September 28, 2012

The Shrimp Boats

For some reason I love the shrimp boats. I do not eat shrimp, or fish at all, but every single time I see them out on the ocean with their nets down and the diamonds of the sun dancing on the water it takes my breath away.

The last bridge to Tybee often has several shrimped boats docked just to the right of it and it has become my own little "Welcome Home" sign. So I stopped the other day and took a walk out onto the fishing pier across from the boats.

The waves come in and the boats gracefully float up and down in harmony with the water. They are tightly anchored to the dock. Rust spots accent the corners of the boats with several spots of the boat missing paint. The nets are strong yet show signs of use and you can easily see frayed strings throughout. Yet these boats go out every day and gather shrimp.

This week has been great work wise. The momentum of our next adventure is really taking off and we are almost ready to launch publically. My heart though has been letting off emotions that I was unprepared for. Scars of the past have emerged which has caused me to pause and reflect. I find myself guarded and fearful. I feel like the shrimp boats look- rusty, worn, and fraying.

────────────────────────────────────────

• **Brief 1**:
Say whether each statement agrees with the post about the shrimp boats, answering yes or no and quoting the words that decide it.
(a) The writer eats fish.
(b) The boats are loosely tied to the dock.
(c) The writer says this week has gone well for work.
• **Brief 2**:
Answer these questions from the post about the shrimp boats.
(a) What date does the post carry?
(b) Where did the writer take a walk after stopping?
(c) What three words does the writer use for how the shrimp boats look?
The records come from a separate source.

• **Data section**:
────────────────────────────────────────

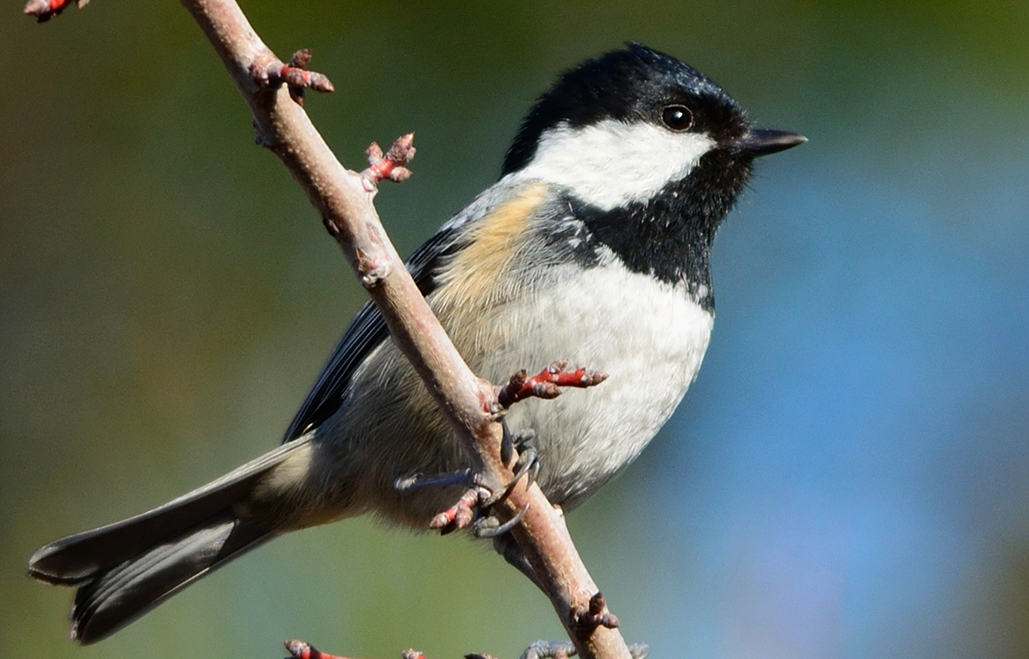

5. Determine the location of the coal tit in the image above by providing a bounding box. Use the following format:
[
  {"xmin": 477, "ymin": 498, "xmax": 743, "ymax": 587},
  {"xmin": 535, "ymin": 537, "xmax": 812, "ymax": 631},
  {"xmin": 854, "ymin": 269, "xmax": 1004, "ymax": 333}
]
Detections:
[{"xmin": 29, "ymin": 44, "xmax": 805, "ymax": 643}]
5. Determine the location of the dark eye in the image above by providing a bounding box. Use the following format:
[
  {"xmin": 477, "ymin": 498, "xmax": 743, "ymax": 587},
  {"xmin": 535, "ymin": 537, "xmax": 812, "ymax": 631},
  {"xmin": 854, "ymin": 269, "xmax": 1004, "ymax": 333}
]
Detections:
[{"xmin": 661, "ymin": 105, "xmax": 694, "ymax": 131}]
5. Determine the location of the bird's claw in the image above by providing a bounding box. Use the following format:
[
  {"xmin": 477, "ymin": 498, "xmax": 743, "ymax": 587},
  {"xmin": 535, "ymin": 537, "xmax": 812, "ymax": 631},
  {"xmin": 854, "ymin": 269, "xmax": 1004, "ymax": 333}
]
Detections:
[{"xmin": 472, "ymin": 506, "xmax": 529, "ymax": 537}]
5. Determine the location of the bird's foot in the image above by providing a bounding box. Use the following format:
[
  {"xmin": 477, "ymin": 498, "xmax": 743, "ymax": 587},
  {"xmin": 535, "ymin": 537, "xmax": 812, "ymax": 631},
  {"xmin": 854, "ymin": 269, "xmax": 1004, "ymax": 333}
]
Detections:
[{"xmin": 496, "ymin": 359, "xmax": 607, "ymax": 410}]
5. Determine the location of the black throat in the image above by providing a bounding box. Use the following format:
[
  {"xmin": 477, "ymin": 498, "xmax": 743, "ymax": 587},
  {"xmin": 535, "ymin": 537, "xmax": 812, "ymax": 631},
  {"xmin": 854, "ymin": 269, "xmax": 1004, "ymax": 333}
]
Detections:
[{"xmin": 568, "ymin": 149, "xmax": 751, "ymax": 311}]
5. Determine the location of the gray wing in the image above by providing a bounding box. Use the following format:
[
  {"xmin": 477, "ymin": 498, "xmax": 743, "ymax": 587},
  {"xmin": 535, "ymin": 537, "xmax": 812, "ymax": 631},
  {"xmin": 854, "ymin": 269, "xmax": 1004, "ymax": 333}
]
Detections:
[{"xmin": 282, "ymin": 223, "xmax": 460, "ymax": 442}]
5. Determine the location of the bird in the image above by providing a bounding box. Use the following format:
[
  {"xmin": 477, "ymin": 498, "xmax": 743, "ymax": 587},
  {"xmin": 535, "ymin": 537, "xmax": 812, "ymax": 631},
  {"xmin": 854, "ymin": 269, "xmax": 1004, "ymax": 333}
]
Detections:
[{"xmin": 29, "ymin": 42, "xmax": 806, "ymax": 644}]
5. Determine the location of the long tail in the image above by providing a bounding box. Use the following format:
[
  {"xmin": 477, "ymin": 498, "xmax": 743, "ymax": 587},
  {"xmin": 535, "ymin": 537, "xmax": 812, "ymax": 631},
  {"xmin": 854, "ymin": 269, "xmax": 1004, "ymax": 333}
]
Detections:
[{"xmin": 29, "ymin": 439, "xmax": 307, "ymax": 644}]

────────────────────────────────────────

• **Full output 1**:
(a) No: "I do not eat shrimp, or fish at all"
(b) No: "They are tightly anchored to the dock."
(c) Yes: "This week has been great work wise."

• **Full output 2**:
(a) September 28, 2012
(b) Out onto the fishing pier across from the boats
(c) Rusty, worn, and fraying